» **What is being asked**
Decide whether each statement below agrees with the review of "Free Agent Nation," and answer yes or no, quoting the words of the review that settle it. 1. Pink is a contributing editor at Fast Company magazine. 2. Pink came to free agency after working as a White House speechwriter. 3. The reviewer considers Pink a weak writer.

» **Excerpt provided**
Warning: This book may make you rethink your career
Review: Birth of a 'nation'
"Free Agent Nation: How America's New Independent Workers Are Transforming the Way We Live"
(CNN) -- This book is about the free agent. If the term is vague, it is because I can think of no other way to describe the people I am talking about. They are free from the bonds of a large institution, and agents of their own futures. They are the new archetypes of work in America. Today, in the shadow of another economic boom, America's new economic emblem is the footloose, independent worker -- the tech-savvy, self-reliant, path-charting micropreneur.
And how good it is to find such a concise description of what Daniel H. Pink is on about, so near the beginning of his new book, "Free Agent Nation."
Pink, a contributing editor at Fast Company magazine and a confirmed and successful free-lancer, himself, has put together a kind of manifesto for what he terms the "dis-Organization Man" (and Woman) -- a careerist who flees the traditional constraints placed on a "company man," as the loyal everyworker was called in the 1950s.
"Power is devolving," writes Pink, "from the organization to the individual. The individual, not the organization, has become the economy's fundamental unit. Put more simply, we're all going Hollywood." And by that phrase, Pink means to draw a parallel between the free agency he's writing about and the post-big-studio-and-star-system Tinsel Town that today gathers artists to make a single film, then disbands them once the project is done.
Pink's work -- prefaced by his funny telling of coming out of White House speech-writing and into free agency -- is compelling and thoughtful. It's tinged, though, with an exuberance that borders on the irrational when you remember your own free-lance days of struggling for assignments and taking no vacations for fear of starving.
At a time when the collective working mind, in fact, clearly is debating whether to shop at "the company store" or try branching out, Pink has done the yearlong-American-road-trip approach to his subject. The result is anecdotal like Kuralt or Steinbeck, but presented in the current vogue with a chapter-closing "The Box" summary that reminds you of the "Complete Idiot's Guide" series layout.
Each box, for example, includes "The Crux," "The Factoid," "The Quote" and "The Word" -- clues you can use, USA Today reader, to get your info fast and in those tiny bits and pieces so many media now substitute for good writing.
The saving grace is that Pink is a good writer, quite a good one. So when not boxed into easy-access formats, he can get off some entertaining prose. Consider this description of what he calls a "F.A.N. club" -- as in a "Free Agent Nation club" of like-minded self-employeds.

» **Given data**
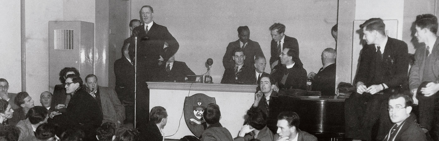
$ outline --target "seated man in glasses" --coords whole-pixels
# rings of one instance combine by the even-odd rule
[[[395,123],[383,141],[427,141],[425,134],[411,114],[413,101],[407,95],[392,95],[389,100],[389,116]]]

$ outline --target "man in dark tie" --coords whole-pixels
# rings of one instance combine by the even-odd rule
[[[272,74],[279,89],[306,89],[306,70],[299,61],[295,51],[285,48],[279,56],[281,63],[279,69]]]
[[[250,65],[254,63],[255,58],[258,56],[264,56],[261,46],[259,43],[250,40],[250,29],[247,26],[240,26],[238,28],[237,40],[230,42],[227,46],[226,53],[223,57],[223,65],[224,69],[234,68],[235,63],[232,59],[233,51],[236,48],[241,48],[247,57],[244,60],[244,64]]]
[[[244,64],[245,55],[244,51],[240,48],[234,51],[234,55],[232,59],[235,62],[235,66],[226,69],[224,71],[222,83],[252,84],[254,83],[253,69]]]
[[[395,124],[382,141],[427,141],[425,134],[416,123],[416,116],[411,113],[413,104],[407,94],[390,96],[388,110],[390,120]]]
[[[424,43],[425,46],[417,48],[415,52],[415,61],[409,77],[409,87],[414,103],[418,104],[419,124],[425,131],[429,132],[439,129],[437,127],[439,122],[435,119],[439,113],[434,110],[439,104],[437,102],[439,98],[438,19],[432,14],[424,14],[417,16],[414,23],[416,30],[414,36],[418,42]],[[426,84],[422,86],[423,83]],[[437,141],[439,132],[436,130],[429,133],[434,140]]]
[[[285,25],[280,23],[275,23],[270,26],[271,35],[271,57],[270,58],[270,66],[271,70],[280,68],[281,65],[275,68],[279,64],[279,56],[285,48],[290,48],[293,51],[293,55],[297,58],[296,61],[302,64],[299,58],[299,44],[296,38],[285,35]]]
[[[322,95],[335,95],[335,59],[337,52],[332,48],[327,48],[322,53],[323,66],[317,74],[309,72],[308,79],[312,80],[311,90],[320,91]]]
[[[346,136],[354,140],[381,139],[391,126],[385,109],[387,100],[395,93],[408,90],[407,44],[387,36],[385,25],[380,18],[367,20],[360,28],[367,45],[361,51],[356,76],[357,93],[345,104],[365,107],[365,110],[361,112],[363,115],[349,110],[355,108],[346,110]]]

» **Task response**
1. Yes: "Pink, a contributing editor at Fast Company magazine"
2. Yes: "coming out of White House speech-writing and into free agency"
3. No: "Pink is a good writer, quite a good one."